■ **GOALS**
1) Answer these questions about the Ovation guitar thread:
(a) Which Ovation model does randyrhoads own?
(b) What year is the Collectors edition that Lincoln received as a present?
(c) Which guitar did sard offer in a straight trade for the 1537 Elite?
2) Reproduce the Ovation guitar thread word for word from "I just had the" to "with blinders on.".

■ **TEXT BLOCK**
I've got a really old Ovation with the extra deep bowl back that I bought used in the 80's and held onto all these years.. I don't see that many of these, most are regular or thin. This one is much fuller sounding acoustically, really not bad, and the neck is narrow with a V shape. Easy to play, especially for a guy like me that spends 95% of my guitar time on an electric. 

The big problem is that it sounds like a$$ plugged in. Great for an at-home guitar, but I'm just now getting into a band situation that will involve some acoustic live. What to do!


----------



## randyrhoads (Aug 24, 2009)

I've got the Ovation Celebrity Double and I absolutely love it. Personally I think Ovations get a bit of a bad rap just because they're so different. Their construction is completely unique and their sound is completely unique.

I think a lot of people don't like the idea of the rounded back because they think it'll slip and slide all over the place (mine never has) or that they don't want a "plastic" guitar.

I love the sound, and I love the way Ovation necks feel. For me, when it comes to acoustics if I had to only pick one brand (which I hope is never the case), I'd choose Ovation.


----------



## Lincoln (Jun 2, 2008)

danbo said:


> Neck is too skinny for my paws..sounds OK plugged in & they do have some pretty models.
> Now go sit with a Taylor for a few minutes & feel/hear what a REAL acoustic is about. :bow:


I find the neck too skinny for me as well. Feels tighter (string spacing) than any electric I play.....it's wierd. No trouble holding onto it though and I love the tone.
I've got a 2007 Collectors edition, a present from my woman.......I never got to play it before she bought it. kqoct


----------



## Jim DaddyO (Mar 20, 2009)

I've always liked Ovations. Until I play one myself. Maybe something about having to be in front of it to hear the sound that is being projected, instead of being over the top of it playing. I like the brightness they have. I tried another graphite guitar (rainsong, I think...all graphite), sounded like ass.


----------



## sard (Jan 12, 2008)

danbo said:


> Neck is too skinny for my paws..sounds OK plugged in & they do have some pretty models.
> Now go sit with a Taylor for a few minutes & feel/hear what a REAL acoustic is about. :bow:


I just had the absolute pleasure of playing a ovation for the first time, a 1537 elite. Well after playing all night I fell in love with this guitar, I offered the person straight across trade for my taylor 514ce but he would not bite. This guitar sound right at home with any high end Martin or Taylor...just make sure you play softly so the folks playing the Martins Taylors (and Gibsons) don't whine about not being heard. I have never bashed any guitar, if it can be tune its a musical instrument. My taylor is ok, but I would not hesitate to for one second to trade up to a 1537, if I can find one...Oh and can you please describe to me a real acoustic....you don't have go thru life with blinders on.

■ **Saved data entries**
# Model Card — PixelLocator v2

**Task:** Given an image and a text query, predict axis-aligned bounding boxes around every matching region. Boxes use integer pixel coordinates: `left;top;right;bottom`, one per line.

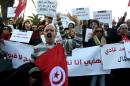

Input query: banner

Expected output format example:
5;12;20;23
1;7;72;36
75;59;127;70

■ **TASK-BY-TASK ANSWERS**
1)
(a) The Ovation Celebrity Double.
(b) 2007.
(c) A Taylor 514ce.

2)
I just had the absolute pleasure of playing a ovation for the first time, a 1537 elite. Well after playing all night I fell in love with this guitar, I offered the person straight across trade for my taylor 514ce but he would not bite. This guitar sound right at home with any high end Martin or Taylor...just make sure you play softly so the folks playing the Martins Taylors (and Gibsons) don't whine about not being heard. I have never bashed any guitar, if it can be tune its a musical instrument. My taylor is ok, but I would not hesitate to for one second to trade up to a 1537, if I can find one...Oh and can you please describe to me a real acoustic....you don't have go thru life with blinders on.